**Work required**
Repeat every record below exactly as it appears.

Stored items
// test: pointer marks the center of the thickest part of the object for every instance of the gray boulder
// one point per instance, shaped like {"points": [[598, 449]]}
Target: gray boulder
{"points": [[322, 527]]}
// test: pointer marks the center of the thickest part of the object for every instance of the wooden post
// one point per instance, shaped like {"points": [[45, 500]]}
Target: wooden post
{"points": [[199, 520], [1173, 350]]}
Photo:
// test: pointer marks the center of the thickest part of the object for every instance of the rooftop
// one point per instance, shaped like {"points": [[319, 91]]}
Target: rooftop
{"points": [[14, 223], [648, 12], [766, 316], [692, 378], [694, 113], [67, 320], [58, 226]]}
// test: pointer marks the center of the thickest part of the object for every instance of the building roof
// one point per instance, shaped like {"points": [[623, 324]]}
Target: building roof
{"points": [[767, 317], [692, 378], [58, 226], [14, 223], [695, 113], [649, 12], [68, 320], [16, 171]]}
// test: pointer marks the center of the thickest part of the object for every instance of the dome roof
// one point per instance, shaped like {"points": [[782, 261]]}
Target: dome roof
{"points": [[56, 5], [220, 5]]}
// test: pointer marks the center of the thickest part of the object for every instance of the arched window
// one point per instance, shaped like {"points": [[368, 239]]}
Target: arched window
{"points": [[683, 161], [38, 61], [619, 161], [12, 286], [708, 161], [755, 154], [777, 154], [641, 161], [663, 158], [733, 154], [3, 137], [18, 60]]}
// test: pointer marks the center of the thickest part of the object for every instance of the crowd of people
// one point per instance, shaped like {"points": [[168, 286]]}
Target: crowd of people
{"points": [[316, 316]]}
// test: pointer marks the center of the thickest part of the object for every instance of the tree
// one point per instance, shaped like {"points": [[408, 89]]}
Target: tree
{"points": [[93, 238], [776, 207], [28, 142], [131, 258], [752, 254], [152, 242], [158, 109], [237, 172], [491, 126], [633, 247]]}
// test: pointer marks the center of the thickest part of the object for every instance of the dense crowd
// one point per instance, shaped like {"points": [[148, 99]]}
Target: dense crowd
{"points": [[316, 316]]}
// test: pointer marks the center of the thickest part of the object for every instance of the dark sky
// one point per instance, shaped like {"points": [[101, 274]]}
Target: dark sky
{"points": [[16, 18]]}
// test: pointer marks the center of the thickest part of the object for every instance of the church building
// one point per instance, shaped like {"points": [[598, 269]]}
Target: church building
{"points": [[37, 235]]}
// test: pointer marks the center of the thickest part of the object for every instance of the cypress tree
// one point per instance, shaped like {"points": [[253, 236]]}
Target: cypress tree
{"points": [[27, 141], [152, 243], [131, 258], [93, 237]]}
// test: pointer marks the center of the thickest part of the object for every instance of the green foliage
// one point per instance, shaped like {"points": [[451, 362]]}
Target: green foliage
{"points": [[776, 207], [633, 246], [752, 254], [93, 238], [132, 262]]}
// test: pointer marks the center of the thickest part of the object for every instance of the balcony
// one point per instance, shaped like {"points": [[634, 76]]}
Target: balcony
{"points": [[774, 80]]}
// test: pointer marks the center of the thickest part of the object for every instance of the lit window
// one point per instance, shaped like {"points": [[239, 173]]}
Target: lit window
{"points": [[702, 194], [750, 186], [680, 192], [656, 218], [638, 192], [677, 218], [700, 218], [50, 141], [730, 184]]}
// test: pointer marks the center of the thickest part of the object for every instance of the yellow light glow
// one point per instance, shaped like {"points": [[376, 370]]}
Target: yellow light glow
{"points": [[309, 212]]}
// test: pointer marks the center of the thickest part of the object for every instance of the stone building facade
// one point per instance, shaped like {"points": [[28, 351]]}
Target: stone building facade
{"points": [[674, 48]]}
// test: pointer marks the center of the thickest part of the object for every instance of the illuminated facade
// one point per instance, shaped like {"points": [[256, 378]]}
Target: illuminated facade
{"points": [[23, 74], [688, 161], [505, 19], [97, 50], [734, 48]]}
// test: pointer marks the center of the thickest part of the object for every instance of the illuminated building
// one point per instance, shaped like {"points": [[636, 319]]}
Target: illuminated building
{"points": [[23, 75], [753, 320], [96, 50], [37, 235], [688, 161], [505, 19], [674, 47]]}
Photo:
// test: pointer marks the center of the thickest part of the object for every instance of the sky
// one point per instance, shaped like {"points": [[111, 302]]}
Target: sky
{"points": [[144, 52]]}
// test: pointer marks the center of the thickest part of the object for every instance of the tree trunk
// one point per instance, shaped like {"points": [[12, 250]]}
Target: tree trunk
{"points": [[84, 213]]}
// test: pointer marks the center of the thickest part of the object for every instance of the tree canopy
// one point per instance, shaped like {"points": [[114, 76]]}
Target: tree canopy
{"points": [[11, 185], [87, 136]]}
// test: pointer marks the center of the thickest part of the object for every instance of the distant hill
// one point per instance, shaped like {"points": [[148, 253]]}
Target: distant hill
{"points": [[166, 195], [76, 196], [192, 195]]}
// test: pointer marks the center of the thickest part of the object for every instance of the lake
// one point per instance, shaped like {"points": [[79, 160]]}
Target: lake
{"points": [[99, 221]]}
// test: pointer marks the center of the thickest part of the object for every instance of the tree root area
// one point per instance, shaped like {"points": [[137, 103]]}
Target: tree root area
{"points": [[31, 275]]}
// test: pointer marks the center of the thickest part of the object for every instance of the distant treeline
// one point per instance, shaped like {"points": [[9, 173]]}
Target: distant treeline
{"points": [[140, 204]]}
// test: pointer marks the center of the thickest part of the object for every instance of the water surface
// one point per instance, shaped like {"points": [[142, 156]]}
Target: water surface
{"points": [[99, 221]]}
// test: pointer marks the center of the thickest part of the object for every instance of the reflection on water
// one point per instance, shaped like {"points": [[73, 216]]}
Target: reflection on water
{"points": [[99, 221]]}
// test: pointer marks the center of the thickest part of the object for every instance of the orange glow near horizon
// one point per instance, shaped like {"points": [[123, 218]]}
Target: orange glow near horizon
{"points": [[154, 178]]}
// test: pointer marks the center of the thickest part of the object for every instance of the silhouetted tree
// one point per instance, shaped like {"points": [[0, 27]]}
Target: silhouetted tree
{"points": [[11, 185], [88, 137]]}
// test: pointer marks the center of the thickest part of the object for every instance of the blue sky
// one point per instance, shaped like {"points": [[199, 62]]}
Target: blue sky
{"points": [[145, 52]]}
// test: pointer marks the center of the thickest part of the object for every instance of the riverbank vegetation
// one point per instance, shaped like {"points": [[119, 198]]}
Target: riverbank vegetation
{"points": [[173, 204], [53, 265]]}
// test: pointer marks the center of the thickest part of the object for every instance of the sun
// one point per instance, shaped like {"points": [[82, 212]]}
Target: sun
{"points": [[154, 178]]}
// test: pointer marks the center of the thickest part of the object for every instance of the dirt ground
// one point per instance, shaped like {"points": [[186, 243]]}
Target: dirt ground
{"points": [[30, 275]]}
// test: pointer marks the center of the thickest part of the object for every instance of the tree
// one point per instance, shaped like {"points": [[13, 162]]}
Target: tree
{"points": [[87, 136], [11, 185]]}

**Correct response**
// test: pointer marks the center of the thickest part of the object for every instance of the gray boulder
// one point per instance, shaped like {"points": [[598, 449]]}
Target: gray boulder
{"points": [[322, 527]]}
// test: pointer marks the center of the thickest part of the object for every instance of the wooden post
// one point per instance, shaped like {"points": [[45, 500]]}
Target: wooden post
{"points": [[199, 520], [1173, 350]]}
Photo:
// test: pointer marks the center of the thickest part of the object for every instance of the rooftop
// one point per instance, shaped like {"points": [[319, 91]]}
Target: rooftop
{"points": [[14, 223], [648, 12], [766, 316], [692, 378], [694, 113], [67, 320], [58, 226]]}
// test: pointer marks the center of the thickest part of the object for every instance of the building roof
// one point per instance, shaped like {"points": [[623, 324]]}
Target: building roof
{"points": [[767, 317], [692, 378], [58, 226], [14, 223], [695, 113], [649, 12], [68, 320], [16, 171]]}
// test: pointer marks the center of the thickest part of the object for every instance of the dome roof
// one point per instance, shaped like {"points": [[782, 261]]}
Target: dome roof
{"points": [[56, 5], [220, 5]]}
// test: pointer marks the center of the thickest part of the object for every instance of the arched window
// one point per instance, shaped like {"points": [[368, 239]]}
Target: arched window
{"points": [[683, 161], [38, 61], [619, 161], [12, 286], [708, 161], [755, 154], [777, 154], [641, 161], [663, 158], [733, 154], [3, 137], [18, 60]]}
// test: pointer marks the center of the thickest part of the object for every instance of the crowd of people
// one point per instance, shaped like {"points": [[168, 286]]}
Target: crowd of people
{"points": [[316, 316]]}
// test: pointer marks the center of the thickest part of the object for every instance of the tree
// one point per instance, shaped like {"points": [[408, 89]]}
Target: tree
{"points": [[93, 238], [776, 207], [28, 142], [131, 258], [752, 254], [152, 242], [158, 109], [237, 172], [491, 126], [633, 247]]}
// test: pointer marks the center of the thickest part of the object for every instance of the dense crowd
// one point per instance, shaped like {"points": [[148, 99]]}
Target: dense crowd
{"points": [[316, 316]]}
// test: pointer marks the center of the thickest part of the object for every instance of the dark sky
// one point per instance, shaped like {"points": [[101, 274]]}
Target: dark sky
{"points": [[16, 18]]}
// test: pointer marks the center of the thickest part of the object for every instance of the church building
// one point per instance, shaped like {"points": [[598, 269]]}
Target: church building
{"points": [[37, 235]]}
// test: pointer marks the center of the thickest part of the object for every instance of the cypress tree
// one point per instance, shaped like {"points": [[253, 236]]}
Target: cypress tree
{"points": [[27, 141], [152, 243], [131, 258], [93, 237]]}
// test: pointer marks the center of the thickest part of the object for every instance of the green foliage
// one point per instance, shaped like {"points": [[451, 362]]}
Target: green foliage
{"points": [[776, 207], [633, 246], [752, 254], [93, 238], [132, 262]]}
// test: pointer marks the center of the thickest part of the object for every instance of the balcony
// one point per instance, shaped like {"points": [[634, 76]]}
Target: balcony
{"points": [[774, 80]]}
// test: pointer marks the center of the thickest part of the object for every instance of the lit window
// one point per instance, shaped like {"points": [[239, 173]]}
Target: lit window
{"points": [[702, 194], [750, 186], [680, 192], [656, 218], [638, 192], [677, 218], [700, 218], [50, 141], [730, 184]]}
// test: pointer marks the center of the thickest part of the object for every instance of the yellow light glow
// one point per instance, shaped like {"points": [[376, 370]]}
Target: yellow light glow
{"points": [[309, 212]]}
// test: pointer marks the center of the thickest part of the object for every instance of the stone building facade
// one point per instance, shaped like {"points": [[28, 351]]}
Target: stone building facade
{"points": [[674, 48]]}
// test: pointer marks the center of the thickest part of the object for every instance of the illuminated facade
// one point per instance, shaped like {"points": [[256, 378]]}
Target: illuminated facade
{"points": [[23, 74], [688, 161], [505, 19], [97, 50], [734, 48]]}
// test: pointer marks the center of the thickest part of the object for every instance of the illuminated building
// one point per instance, shaped like {"points": [[636, 319]]}
Target: illuminated building
{"points": [[23, 75], [753, 320], [96, 50], [37, 235], [688, 161], [505, 19], [674, 47]]}
Photo:
// test: pointer marks the center of the thickest part of the object for every instance of the sky
// one point per instance, shaped like {"points": [[111, 302]]}
Target: sky
{"points": [[144, 52]]}
// test: pointer marks the center of the thickest part of the object for every instance of the tree trunk
// one point per instance, shaped like {"points": [[12, 250]]}
Target: tree trunk
{"points": [[84, 213]]}
// test: pointer marks the center of the thickest part of the object for every instance of the tree canopy
// one point per instance, shaped like {"points": [[114, 76]]}
Target: tree canopy
{"points": [[11, 185], [87, 136]]}
// test: pointer marks the center of the thickest part of the object for every instance of the distant hill
// one point per instance, shaped like {"points": [[148, 253]]}
Target: distant hill
{"points": [[166, 195], [76, 196], [192, 195]]}
// test: pointer marks the center of the thickest part of the object for every instance of the lake
// one point per instance, shaped like {"points": [[79, 160]]}
Target: lake
{"points": [[99, 221]]}
// test: pointer marks the center of the thickest part of the object for every instance of the tree root area
// one point per instance, shaped like {"points": [[137, 103]]}
Target: tree root area
{"points": [[31, 275]]}
// test: pointer marks the center of the thickest part of the object for every instance of the distant treeline
// one point per instance, shaped like {"points": [[9, 173]]}
Target: distant treeline
{"points": [[140, 204]]}
// test: pointer marks the center of the thickest part of the object for every instance of the water surface
// one point per instance, shaped like {"points": [[142, 156]]}
Target: water surface
{"points": [[99, 221]]}
// test: pointer marks the center of the thickest part of the object for every instance of the reflection on water
// one point per instance, shaped like {"points": [[73, 216]]}
Target: reflection on water
{"points": [[99, 221]]}
// test: pointer marks the center of the thickest part of the object for every instance of the orange glow near horizon
// one point per instance, shaped like {"points": [[123, 218]]}
Target: orange glow near horizon
{"points": [[154, 178]]}
// test: pointer marks the center of the thickest part of the object for every instance of the silhouetted tree
// one point per instance, shaped like {"points": [[0, 27]]}
Target: silhouetted tree
{"points": [[11, 185], [88, 137]]}
// test: pointer marks the center of the thickest part of the object for every instance of the blue sky
// one point per instance, shaped like {"points": [[199, 62]]}
Target: blue sky
{"points": [[145, 52]]}
// test: pointer marks the center of the thickest part of the object for every instance of the riverbank vegetation
// one point per instance, shaped like {"points": [[119, 198]]}
Target: riverbank vegetation
{"points": [[173, 204], [53, 265]]}
// test: pointer marks the center of the thickest part of the object for every instance of the sun
// one point per instance, shaped like {"points": [[82, 212]]}
Target: sun
{"points": [[154, 178]]}
// test: pointer marks the center of the thickest part of the object for every instance of the dirt ground
// one point per instance, shaped like {"points": [[186, 243]]}
Target: dirt ground
{"points": [[30, 275]]}
// test: pointer marks the center of the thickest part of the object for every instance of the tree
// one point per instance, shaped like {"points": [[13, 162]]}
Target: tree
{"points": [[87, 136], [11, 185]]}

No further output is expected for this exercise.